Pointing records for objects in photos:

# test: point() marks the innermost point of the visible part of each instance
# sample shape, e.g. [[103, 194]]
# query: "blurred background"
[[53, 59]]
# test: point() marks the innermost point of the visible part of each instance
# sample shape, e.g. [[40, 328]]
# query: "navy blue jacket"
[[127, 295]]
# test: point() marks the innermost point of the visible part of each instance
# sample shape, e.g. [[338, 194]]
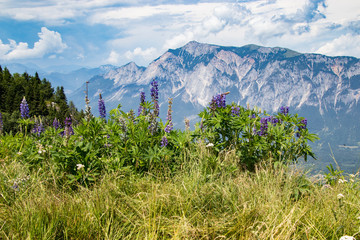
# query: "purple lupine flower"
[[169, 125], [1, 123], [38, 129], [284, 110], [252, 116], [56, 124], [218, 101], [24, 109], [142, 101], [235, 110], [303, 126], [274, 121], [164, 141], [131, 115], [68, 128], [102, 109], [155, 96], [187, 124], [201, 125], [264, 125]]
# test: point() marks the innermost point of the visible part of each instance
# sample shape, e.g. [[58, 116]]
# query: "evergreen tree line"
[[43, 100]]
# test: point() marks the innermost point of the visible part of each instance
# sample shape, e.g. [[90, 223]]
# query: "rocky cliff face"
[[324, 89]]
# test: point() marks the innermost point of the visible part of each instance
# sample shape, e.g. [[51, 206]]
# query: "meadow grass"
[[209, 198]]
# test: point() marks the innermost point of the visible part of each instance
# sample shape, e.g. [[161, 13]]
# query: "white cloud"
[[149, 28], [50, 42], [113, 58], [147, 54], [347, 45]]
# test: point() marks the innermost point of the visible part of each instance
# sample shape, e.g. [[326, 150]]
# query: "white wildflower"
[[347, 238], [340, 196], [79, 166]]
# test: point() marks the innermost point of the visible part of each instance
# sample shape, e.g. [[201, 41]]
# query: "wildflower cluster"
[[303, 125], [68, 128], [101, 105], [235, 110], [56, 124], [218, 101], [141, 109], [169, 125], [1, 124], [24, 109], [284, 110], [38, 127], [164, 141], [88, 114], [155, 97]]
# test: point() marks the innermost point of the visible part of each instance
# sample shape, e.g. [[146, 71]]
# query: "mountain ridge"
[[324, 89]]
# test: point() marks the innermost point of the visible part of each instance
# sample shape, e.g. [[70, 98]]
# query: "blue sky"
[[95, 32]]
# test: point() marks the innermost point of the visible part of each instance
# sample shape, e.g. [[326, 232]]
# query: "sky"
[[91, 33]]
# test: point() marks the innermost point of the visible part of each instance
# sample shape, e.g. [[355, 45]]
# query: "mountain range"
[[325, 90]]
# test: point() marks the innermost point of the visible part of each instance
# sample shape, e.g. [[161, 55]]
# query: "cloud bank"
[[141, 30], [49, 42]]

What to work on: Reproduce every line of the material above word for word, omitting the pictures.

Answer to the exercise:
# test: point() marks the innermost point of the visible part of each instance
# sample shape, e.g. [[103, 194]]
# query: "blurred background"
[[53, 59]]
# test: point() marks the innermost point of the visible part of each instance
# sample shape, e.g. [[40, 328]]
# query: "navy blue jacket"
[[127, 295]]
# test: point() marks the innermost point of the visible part of each instance
# sample shape, e.g. [[338, 194]]
# query: "purple lupine flower"
[[169, 125], [1, 123], [38, 129], [284, 110], [252, 116], [56, 124], [218, 101], [24, 109], [142, 101], [235, 110], [303, 126], [274, 121], [164, 141], [131, 115], [68, 128], [102, 109], [155, 96], [187, 124], [201, 125], [264, 125]]
# test: point() marks the innermost point of the visible part of each instance
# sample shape, e.g. [[58, 116]]
# query: "evergreen tree line"
[[43, 100]]
# test: point() marks the innermost point of the visible part of each instance
# sample shape, e.g. [[90, 223]]
# query: "rocky cliff face"
[[324, 89]]
# test: point() marks the innermost point of the visible part of each instance
# sample shape, e.g. [[51, 206]]
# query: "meadow grass"
[[209, 198]]
# test: point() marks the innermost point of the visible part of each instance
# sample shape, e.g. [[161, 13]]
# query: "white cloud"
[[149, 28], [50, 42], [113, 58], [147, 54], [347, 45]]
# test: point() marks the innermost point of the visible part of each instance
# sample shape, e.g. [[326, 150]]
# query: "white wildflower"
[[347, 238], [340, 196], [79, 166]]
# test: point() marks the innermost point of the visible part of each instance
# sample shape, e.g. [[201, 41]]
# query: "wildflower cluster"
[[303, 125], [68, 128], [101, 105], [235, 110], [56, 124], [218, 101], [141, 109], [169, 125], [1, 124], [24, 109], [284, 110], [38, 127], [164, 141], [88, 114], [155, 97]]
# test: point() marks the innermost point of the visible part of each instance
# sample shape, e.g. [[146, 71]]
# query: "mountain ridge"
[[324, 89]]
# test: point() marks the innermost point of the visible part of each instance
# sample shape, e.g. [[70, 98]]
# query: "blue sky"
[[95, 32]]
# test: point() marks the innermost point of the visible part of each instance
# sample shape, e.g. [[326, 232]]
# query: "sky"
[[91, 33]]
# test: point() marks the innermost point of the visible part of each instance
# sample shape, e.g. [[355, 45]]
# query: "mountain range"
[[325, 90]]
# test: point() marks the innermost point of the visible part of each instance
# sample shape, e.g. [[161, 55]]
# query: "cloud bank"
[[141, 30], [49, 42]]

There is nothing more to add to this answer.